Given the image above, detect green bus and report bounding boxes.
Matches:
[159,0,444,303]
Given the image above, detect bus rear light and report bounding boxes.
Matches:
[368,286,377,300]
====================
§ **Assigned task**
Keep only the lines from the one containing "Given the image above, detect bus" to the end of the entries, and repeat them exactly.

§ **Written response**
Given the image above, detect bus rear light and report bounding boxes.
Matches:
[368,286,377,300]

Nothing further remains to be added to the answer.